Problem set:
(a) Answer these from the refining forum thread:
(i) What does Jaun add to precipitate the Pd?
(ii) Which method does Jaun say he would use?
(iii) What is used to remove the Ni when Ni and Pd are in nitric together?
(b) Translate this sentence from the refining forum thread into Spanish: "A resin is used to remove the Ni, then Pd is precipitated the usual way."
(c) Pick up the refining forum thread after its final sentence and continue it.

Text shown:
◇ ◇ ◇ ◇ ◇

I clean with HCL like you said, decant in a beaker and then wash 3 more times with water (decanting the water washes into the HCL) I then add steel wool to precipitate the Pd, you will be surprised how many Pd was left in the AgCl.

Remember to wait for the AgCl to settle before decanting, the solution will be coloured but must be must be clear, this takes some time.

I’d use method 1; method 2 is just unnecessary added steps

Regards 
Jaun


----------



## flexyman (Apr 8, 2011)

Hi Jaun,
Great to see you are still active on this forum.
When You first joined on the forum, you had some very interesting process on precipitating Pd with pool chemicals. I cannot find your proceedure on the forum, will you please PM me.
Back in RSA when I processed Telephone exchange relay buttons I used to
Heat any Ag and Pd mixed buttons to cherry red with a very Oxidizing flame.This gave the Pd a Peecock blue ( Pd oxide ) coating that stopped the Pd from disolving by dilute Nitric. then I easily separated Pd from AgCl.
From Rusternberg Plats. I learned the when Ni and Pd were in Nitric together
it was difficult to separate the two. A resin is used to remove the Ni, then
Pd is precipitated the usual way.

◇ ◇ ◇ ◇ ◇

(Annotated coordinate records)
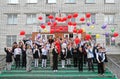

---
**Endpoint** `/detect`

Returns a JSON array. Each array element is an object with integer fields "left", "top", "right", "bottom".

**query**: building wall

[{"left": 0, "top": 0, "right": 120, "bottom": 54}]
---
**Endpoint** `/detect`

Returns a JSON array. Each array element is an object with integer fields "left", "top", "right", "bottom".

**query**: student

[
  {"left": 42, "top": 45, "right": 48, "bottom": 67},
  {"left": 4, "top": 48, "right": 12, "bottom": 70},
  {"left": 49, "top": 44, "right": 54, "bottom": 68},
  {"left": 52, "top": 46, "right": 58, "bottom": 72},
  {"left": 78, "top": 47, "right": 84, "bottom": 71},
  {"left": 96, "top": 47, "right": 105, "bottom": 75},
  {"left": 60, "top": 48, "right": 66, "bottom": 68},
  {"left": 72, "top": 45, "right": 78, "bottom": 67},
  {"left": 33, "top": 45, "right": 40, "bottom": 67},
  {"left": 102, "top": 48, "right": 108, "bottom": 71},
  {"left": 86, "top": 45, "right": 94, "bottom": 71},
  {"left": 22, "top": 45, "right": 26, "bottom": 67},
  {"left": 66, "top": 45, "right": 72, "bottom": 67},
  {"left": 14, "top": 45, "right": 22, "bottom": 68},
  {"left": 26, "top": 45, "right": 33, "bottom": 72}
]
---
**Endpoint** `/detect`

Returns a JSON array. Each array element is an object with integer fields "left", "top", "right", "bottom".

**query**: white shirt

[
  {"left": 14, "top": 48, "right": 22, "bottom": 57},
  {"left": 96, "top": 53, "right": 105, "bottom": 62},
  {"left": 86, "top": 48, "right": 94, "bottom": 58},
  {"left": 46, "top": 44, "right": 50, "bottom": 50},
  {"left": 62, "top": 43, "right": 67, "bottom": 48},
  {"left": 42, "top": 48, "right": 48, "bottom": 55}
]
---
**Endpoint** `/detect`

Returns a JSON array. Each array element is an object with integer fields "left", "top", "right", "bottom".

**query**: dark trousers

[
  {"left": 22, "top": 56, "right": 26, "bottom": 67},
  {"left": 84, "top": 54, "right": 87, "bottom": 64},
  {"left": 53, "top": 57, "right": 58, "bottom": 70},
  {"left": 88, "top": 58, "right": 94, "bottom": 71},
  {"left": 78, "top": 58, "right": 83, "bottom": 71},
  {"left": 98, "top": 62, "right": 104, "bottom": 74},
  {"left": 73, "top": 57, "right": 78, "bottom": 67},
  {"left": 15, "top": 55, "right": 20, "bottom": 68}
]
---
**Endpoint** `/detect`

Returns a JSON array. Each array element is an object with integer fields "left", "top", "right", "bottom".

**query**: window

[
  {"left": 105, "top": 0, "right": 115, "bottom": 3},
  {"left": 7, "top": 14, "right": 18, "bottom": 24},
  {"left": 25, "top": 34, "right": 32, "bottom": 38},
  {"left": 27, "top": 0, "right": 38, "bottom": 3},
  {"left": 65, "top": 0, "right": 75, "bottom": 3},
  {"left": 86, "top": 0, "right": 95, "bottom": 3},
  {"left": 47, "top": 0, "right": 56, "bottom": 3},
  {"left": 8, "top": 0, "right": 19, "bottom": 4},
  {"left": 106, "top": 35, "right": 115, "bottom": 46},
  {"left": 47, "top": 34, "right": 54, "bottom": 39},
  {"left": 86, "top": 14, "right": 96, "bottom": 23},
  {"left": 46, "top": 13, "right": 55, "bottom": 23},
  {"left": 6, "top": 35, "right": 17, "bottom": 47},
  {"left": 104, "top": 15, "right": 114, "bottom": 24},
  {"left": 27, "top": 14, "right": 36, "bottom": 24}
]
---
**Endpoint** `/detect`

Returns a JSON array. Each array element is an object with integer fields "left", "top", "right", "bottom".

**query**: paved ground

[{"left": 107, "top": 54, "right": 120, "bottom": 79}]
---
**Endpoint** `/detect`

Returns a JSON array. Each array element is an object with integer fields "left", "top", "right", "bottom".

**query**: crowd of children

[{"left": 4, "top": 36, "right": 107, "bottom": 75}]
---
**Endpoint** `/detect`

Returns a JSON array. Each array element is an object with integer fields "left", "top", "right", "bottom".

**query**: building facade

[{"left": 0, "top": 0, "right": 120, "bottom": 54}]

◇ ◇ ◇ ◇ ◇

Answers by task:
(a)
(i) Steel wool.
(ii) Method 1.
(iii) A resin.

(b) Se usa una resina para eliminar el Ni, y luego el Pd se precipita de la manera habitual.

(c)
I buy Nitric very cheaply but It is a 250 mile( 300km ) round trip to fetch it then those nasty brown fume to content with . I have discovered that when I treat my Ag/Pd cement with an alkaline Chloride leach the Pd goes into Solution, then I decant the solution, wash the AgCl several times with hot water.I put the Pd solution in a Solar evaporator and remove excess water,the boil with HCl then precipt as usual. Oh! only use distilled water as this is easyier to evaporate away, no tap water.
When Hydrogen Sulfide is bubbled thru acid leach certain metals form Sulfides, When HS is bubbled thru a neutralized leach a different set of metals turn to sulfides.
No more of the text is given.